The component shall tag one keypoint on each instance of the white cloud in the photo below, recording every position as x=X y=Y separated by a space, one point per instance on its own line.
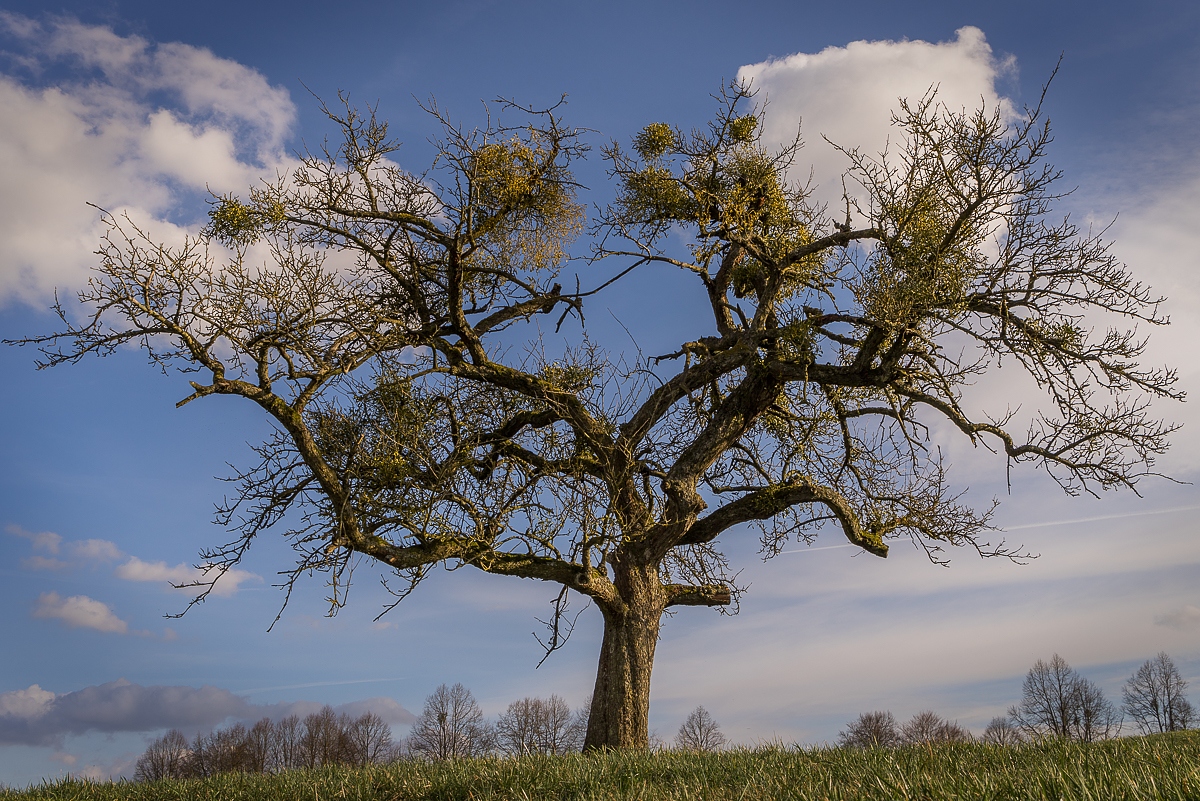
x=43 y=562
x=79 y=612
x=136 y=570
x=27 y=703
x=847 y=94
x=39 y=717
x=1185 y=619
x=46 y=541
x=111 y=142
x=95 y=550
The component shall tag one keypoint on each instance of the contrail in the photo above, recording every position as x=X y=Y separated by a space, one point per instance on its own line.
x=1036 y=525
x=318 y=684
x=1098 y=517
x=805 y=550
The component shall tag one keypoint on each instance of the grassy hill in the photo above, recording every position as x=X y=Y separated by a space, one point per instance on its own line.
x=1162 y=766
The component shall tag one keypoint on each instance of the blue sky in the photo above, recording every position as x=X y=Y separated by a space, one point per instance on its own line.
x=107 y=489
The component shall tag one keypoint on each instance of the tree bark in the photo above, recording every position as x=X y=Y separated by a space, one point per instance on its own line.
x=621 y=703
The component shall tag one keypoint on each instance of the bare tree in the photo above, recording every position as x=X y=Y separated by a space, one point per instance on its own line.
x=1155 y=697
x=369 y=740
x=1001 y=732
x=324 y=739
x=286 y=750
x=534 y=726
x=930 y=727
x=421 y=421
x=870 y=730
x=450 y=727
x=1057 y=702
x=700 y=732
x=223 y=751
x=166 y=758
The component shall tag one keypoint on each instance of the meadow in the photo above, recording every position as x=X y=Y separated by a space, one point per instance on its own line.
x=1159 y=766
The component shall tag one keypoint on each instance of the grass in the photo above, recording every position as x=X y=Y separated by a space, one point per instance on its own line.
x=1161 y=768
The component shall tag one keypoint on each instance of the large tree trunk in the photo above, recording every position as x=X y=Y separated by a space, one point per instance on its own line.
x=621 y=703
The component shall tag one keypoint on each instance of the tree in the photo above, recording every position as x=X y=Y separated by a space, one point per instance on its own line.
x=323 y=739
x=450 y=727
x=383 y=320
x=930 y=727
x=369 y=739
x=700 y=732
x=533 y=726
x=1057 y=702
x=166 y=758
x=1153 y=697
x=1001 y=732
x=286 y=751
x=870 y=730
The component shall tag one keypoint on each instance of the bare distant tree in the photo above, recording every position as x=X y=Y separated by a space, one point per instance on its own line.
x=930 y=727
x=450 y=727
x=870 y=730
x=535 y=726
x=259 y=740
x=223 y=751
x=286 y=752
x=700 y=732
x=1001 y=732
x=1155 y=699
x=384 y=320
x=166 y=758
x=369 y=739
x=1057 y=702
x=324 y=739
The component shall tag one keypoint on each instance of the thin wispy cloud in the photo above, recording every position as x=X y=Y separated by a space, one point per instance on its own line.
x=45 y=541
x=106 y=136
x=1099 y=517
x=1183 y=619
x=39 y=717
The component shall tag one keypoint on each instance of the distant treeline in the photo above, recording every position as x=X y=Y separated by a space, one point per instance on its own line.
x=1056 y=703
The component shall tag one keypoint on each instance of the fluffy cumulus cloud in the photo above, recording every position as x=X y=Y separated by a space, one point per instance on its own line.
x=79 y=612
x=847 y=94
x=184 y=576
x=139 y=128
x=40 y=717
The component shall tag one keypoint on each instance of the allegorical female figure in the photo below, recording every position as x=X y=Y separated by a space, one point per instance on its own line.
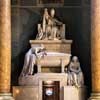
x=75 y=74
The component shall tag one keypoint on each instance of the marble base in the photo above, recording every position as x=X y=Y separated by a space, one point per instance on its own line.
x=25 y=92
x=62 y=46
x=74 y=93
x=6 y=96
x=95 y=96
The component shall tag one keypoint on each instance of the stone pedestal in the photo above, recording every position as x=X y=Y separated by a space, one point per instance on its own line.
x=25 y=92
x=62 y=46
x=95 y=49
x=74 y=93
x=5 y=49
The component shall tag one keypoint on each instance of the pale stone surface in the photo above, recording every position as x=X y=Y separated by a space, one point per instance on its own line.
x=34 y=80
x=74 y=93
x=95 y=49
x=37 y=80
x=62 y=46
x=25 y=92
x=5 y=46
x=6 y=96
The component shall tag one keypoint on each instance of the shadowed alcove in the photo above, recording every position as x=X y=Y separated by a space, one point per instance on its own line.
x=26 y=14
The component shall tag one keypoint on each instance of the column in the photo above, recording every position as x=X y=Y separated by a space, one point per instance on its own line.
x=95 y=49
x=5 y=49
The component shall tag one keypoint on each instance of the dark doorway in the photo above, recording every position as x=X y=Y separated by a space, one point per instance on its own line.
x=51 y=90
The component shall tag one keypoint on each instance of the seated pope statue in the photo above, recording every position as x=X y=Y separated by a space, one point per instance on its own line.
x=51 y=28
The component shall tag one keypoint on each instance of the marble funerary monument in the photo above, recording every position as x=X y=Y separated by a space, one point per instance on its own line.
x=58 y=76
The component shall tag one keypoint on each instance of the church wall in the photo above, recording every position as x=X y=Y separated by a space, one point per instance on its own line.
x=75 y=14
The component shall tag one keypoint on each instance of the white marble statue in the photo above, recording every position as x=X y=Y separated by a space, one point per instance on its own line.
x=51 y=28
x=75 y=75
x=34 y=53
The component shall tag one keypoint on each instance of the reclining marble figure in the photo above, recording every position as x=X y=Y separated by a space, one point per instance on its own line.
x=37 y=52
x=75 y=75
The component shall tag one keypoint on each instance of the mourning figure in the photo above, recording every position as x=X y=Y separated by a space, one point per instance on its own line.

══════

Can you reproduce all of the data above word for word, leaving out the pictures?

- _Response to this exercise_
The component shall tag one keypoint on each instance of the white cloud in the photo below, recording every position as x=X y=Y separated by a space, one point per instance on its own line.
x=43 y=562
x=79 y=612
x=136 y=570
x=27 y=703
x=847 y=94
x=39 y=717
x=1185 y=619
x=46 y=541
x=111 y=142
x=95 y=550
The component shall tag one keypoint on each instance of the contrail in the photo above, recording every position as x=X y=Y separated by a space, one point per instance on its own line.
x=1036 y=525
x=318 y=684
x=1098 y=517
x=805 y=550
The component shall tag one keypoint on each instance of the grassy hill in the photo above, recording every position as x=X y=Y separated by a space, one point per instance on its own line.
x=1162 y=766
The component shall tag one keypoint on each instance of the blue sky in the photo above, recording every position as x=X y=Y separated by a space, one point per instance on its own line.
x=107 y=489
The component shall tag one keypoint on each instance of the tree bark in the photo above, recording every position as x=X y=Y separated by a space, one point per instance on its own line.
x=621 y=703
The component shall tag one keypoint on each instance of the bare tree in the photo above, recording every position as x=X y=Y separated by a space, one point per instance on its own line.
x=1155 y=697
x=369 y=740
x=1001 y=732
x=324 y=739
x=286 y=750
x=534 y=726
x=930 y=727
x=421 y=421
x=870 y=730
x=450 y=727
x=1057 y=702
x=700 y=732
x=223 y=751
x=166 y=758
The component shall tag one keypoint on each instance of the meadow in the photo above, recording every position as x=X y=Y separated by a space, one point per instance on its own line.
x=1159 y=766
The component shall tag one keypoint on each instance of the grass in the photo above, recording every position as x=X y=Y separated by a space, one point per instance on its own line.
x=1161 y=768
The component shall tag one keypoint on each instance of the large tree trunk in the photo above, recording every position as x=X y=Y separated by a space, one point per instance on its own line.
x=621 y=703
The component shall tag one keypoint on each instance of the tree in the photo above, recording every position as x=X y=Y separated by a space, one point per instance on its own line.
x=323 y=739
x=450 y=727
x=383 y=320
x=930 y=727
x=369 y=739
x=700 y=732
x=533 y=726
x=1057 y=702
x=166 y=758
x=1153 y=697
x=1001 y=732
x=286 y=751
x=870 y=730
The component shall tag one keypoint on each instance of the bare distant tree in the photo above, recording every position as x=X y=Y separated by a space, one point per instance on its own line.
x=930 y=727
x=450 y=727
x=870 y=730
x=535 y=726
x=259 y=740
x=223 y=751
x=286 y=752
x=700 y=732
x=1001 y=732
x=1155 y=699
x=384 y=320
x=166 y=758
x=369 y=739
x=1057 y=702
x=324 y=739
The component shall tag one keypoint on each instance of the thin wispy cloud in the photo above, recording every position as x=X y=Y separated by a space, one point per instance on its own line.
x=45 y=541
x=106 y=136
x=1099 y=517
x=1183 y=619
x=39 y=717
The component shall tag one keypoint on each instance of the distant treeline in the photo above, recording every position as x=X y=Y separated by a space, one point per instance on its own line.
x=1056 y=703
The component shall tag one keypoint on each instance of the fluffy cumulus cloud in the photo above, recording every position as x=X y=Y separated by a space, one point per instance on its own line.
x=79 y=612
x=847 y=94
x=184 y=576
x=139 y=128
x=40 y=717
The component shall tag one keypoint on each instance of the allegorical female figure in the photo below, recording every position as x=X y=Y separated by a space, one point per instance on its own line.
x=75 y=74
The component shall tag one keypoint on each instance of the marble base in the photo above, recording every position as x=X y=Y separated by a space, one point per instance on its own line.
x=25 y=92
x=62 y=46
x=74 y=93
x=6 y=96
x=95 y=96
The component shall tag one keypoint on each instance of the stone pedestal in the photo above, recording every position as x=X y=Y separated by a space, one point per instance on its own line.
x=25 y=92
x=62 y=46
x=95 y=49
x=74 y=93
x=5 y=49
The component shall tag one keypoint on each instance of the pale stone surface in the photo above, recording every position as x=X y=Y separated by a space, one point per instance on its own line.
x=34 y=80
x=74 y=93
x=95 y=49
x=37 y=80
x=62 y=46
x=25 y=92
x=5 y=46
x=6 y=96
The component shall tag one keypoint on each instance of the shadowed alcove in the photo above, recording every position as x=X y=Y separated by a space, one point per instance on its own line.
x=26 y=14
The component shall tag one keypoint on each instance of the column in the photo above, recording every position as x=X y=Y separated by a space, one point per instance on its own line.
x=95 y=49
x=5 y=49
The component shall tag one keypoint on each instance of the dark doorway in the photo above, recording every position as x=X y=Y separated by a space, one point per instance on its own line.
x=51 y=90
The component shall tag one keypoint on each instance of the seated pope statue in the photo above, recording every position as x=X y=Y separated by a space, one point per instance on its own line.
x=51 y=28
The component shall tag one keypoint on each instance of the marble funerary monument in the photo above, recording every position as x=X y=Y separated by a space, one point per instance on its own line.
x=58 y=76
The component shall tag one keypoint on each instance of the church wall in the photo above, recording every position as x=X y=Y separated by a space, one point per instance on its own line.
x=75 y=14
The component shall tag one keypoint on each instance of the white marble statue in the photo above, recording every position as x=X y=Y separated by a space, one point per instance on its own line.
x=51 y=28
x=75 y=75
x=34 y=53
The component shall tag one keypoint on each instance of the reclining marble figure in the photo above, recording every position as x=X y=Y separated by a space, one point per instance on its own line.
x=37 y=52
x=75 y=75
The component shall tag one keypoint on each instance of the mourning figure in the photo above, recording every position as x=X y=Y separated by a space, one point per instance on its own line.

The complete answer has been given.